━━ Excerpted records ━━

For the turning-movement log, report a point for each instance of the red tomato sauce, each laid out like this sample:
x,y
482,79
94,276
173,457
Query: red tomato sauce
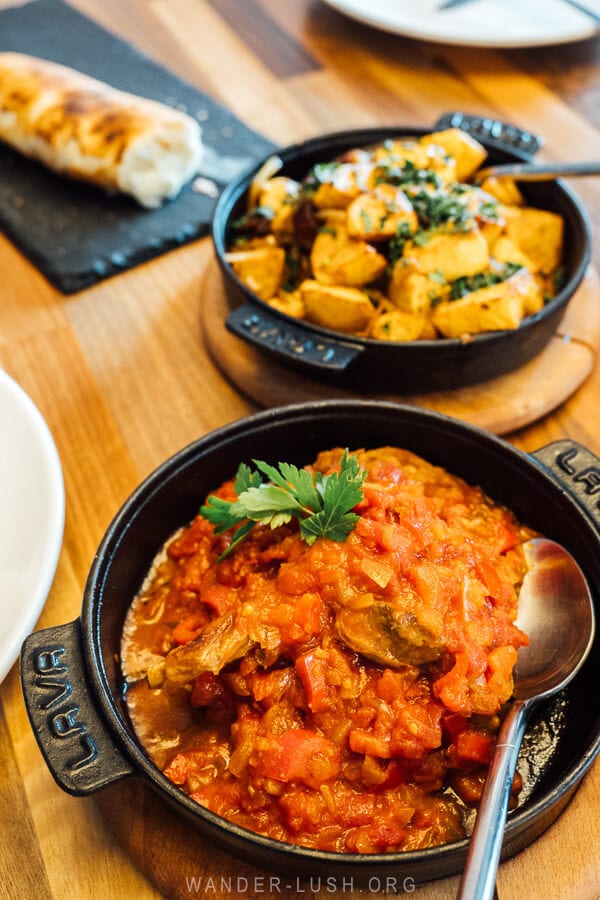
x,y
351,691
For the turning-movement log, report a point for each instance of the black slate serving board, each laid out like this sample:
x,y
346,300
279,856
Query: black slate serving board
x,y
77,234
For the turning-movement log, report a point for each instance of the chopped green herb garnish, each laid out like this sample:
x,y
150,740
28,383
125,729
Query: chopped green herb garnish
x,y
366,220
489,210
435,210
406,173
323,504
323,172
437,276
463,286
396,245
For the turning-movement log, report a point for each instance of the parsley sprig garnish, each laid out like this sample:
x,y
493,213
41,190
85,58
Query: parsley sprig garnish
x,y
323,504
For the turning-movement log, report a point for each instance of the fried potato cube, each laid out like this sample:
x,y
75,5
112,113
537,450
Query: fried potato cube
x,y
398,326
342,182
260,270
377,214
493,308
412,291
505,190
418,154
279,194
505,250
339,308
538,233
530,289
290,303
337,258
452,255
491,232
461,147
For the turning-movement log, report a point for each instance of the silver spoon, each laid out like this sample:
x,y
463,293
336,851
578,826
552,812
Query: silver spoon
x,y
537,171
556,611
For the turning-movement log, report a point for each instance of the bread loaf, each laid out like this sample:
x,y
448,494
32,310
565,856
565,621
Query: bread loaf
x,y
86,129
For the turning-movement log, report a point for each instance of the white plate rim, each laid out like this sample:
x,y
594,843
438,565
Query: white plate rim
x,y
24,623
368,17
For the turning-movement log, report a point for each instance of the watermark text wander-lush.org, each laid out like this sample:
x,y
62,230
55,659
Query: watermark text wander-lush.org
x,y
275,884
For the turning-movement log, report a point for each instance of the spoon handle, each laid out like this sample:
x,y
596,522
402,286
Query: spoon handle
x,y
479,877
538,172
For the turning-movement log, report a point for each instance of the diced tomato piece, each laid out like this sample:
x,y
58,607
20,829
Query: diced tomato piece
x,y
177,770
300,755
308,613
507,538
190,627
369,744
218,597
453,724
210,692
377,571
472,746
390,686
501,663
453,688
312,671
490,577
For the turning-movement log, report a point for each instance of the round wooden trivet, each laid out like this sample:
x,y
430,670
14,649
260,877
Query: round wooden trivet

━━━

» What you have to do
The answer must be the entries above, printed exactly, with no pictures.

» Your solution
For the turning-movement log, report a point for each instance of the red tomato sauce, each laid out like this sample:
x,y
482,79
94,276
173,457
Query: red tomato sauce
x,y
351,691
For the turning-movement log, report a point for each instance of the black slate serving board, each laid out like this sample:
x,y
346,300
279,856
Query: black slate serving board
x,y
77,234
For the turning-movement log, report a point for each instance of the chopped green herb garnish, each laid out like this sample:
x,y
150,740
28,383
125,729
Query: chopped green herb garnish
x,y
366,220
489,210
435,210
406,173
323,504
323,172
437,276
463,286
396,245
For the turning-movement log, report a point for each instance of the parsley sprig garnish, each laid out like this sample:
x,y
493,213
41,190
85,58
Query: parsley sprig garnish
x,y
323,504
For the turning-movement log, report a point for each instance of the fried potato cube, each laid out like this sample:
x,y
75,5
112,113
537,450
Query: fried potato cube
x,y
398,326
342,182
260,270
377,214
493,308
412,291
505,190
418,154
279,194
505,250
339,308
538,233
530,289
290,303
337,258
452,255
491,232
461,147
For the turning-movement log, report a point for each instance of the silver spoon, each laid out like this sample:
x,y
463,293
336,851
578,826
552,812
Query: silver spoon
x,y
537,171
556,611
For the turning-movement log, report a point for each instance of the bread loaf, each laid out like this sample:
x,y
448,494
32,310
565,856
565,621
Query: bread loaf
x,y
86,129
For the turning-movement log, report a point for each instance of the white plate rim, each laid out like this sample:
x,y
594,843
438,565
Query: white plate rim
x,y
24,623
368,17
For the turning-movement log, report a point for each instance of the watermark text wander-lush.org, each laid out like this sample:
x,y
62,230
55,659
Query: watermark text wander-lush.org
x,y
275,884
For the turning-movement log, report a point for each instance of the spoon handle, each laid out like this sample:
x,y
596,522
402,286
Query: spoon handle
x,y
479,877
538,172
For the turning-movement log, report a point for each instance of the diced tomato piece, each laid out like this sample:
x,y
58,607
20,829
Query: diced tomato piece
x,y
177,770
300,755
308,613
507,538
190,627
369,744
218,597
453,724
210,692
377,571
472,746
390,686
501,663
453,688
312,671
490,577
For the turning-movement log, report a point for each instance of the round wooden trivet, each laid out like this sample:
x,y
430,670
14,649
260,877
Query: round wooden trivet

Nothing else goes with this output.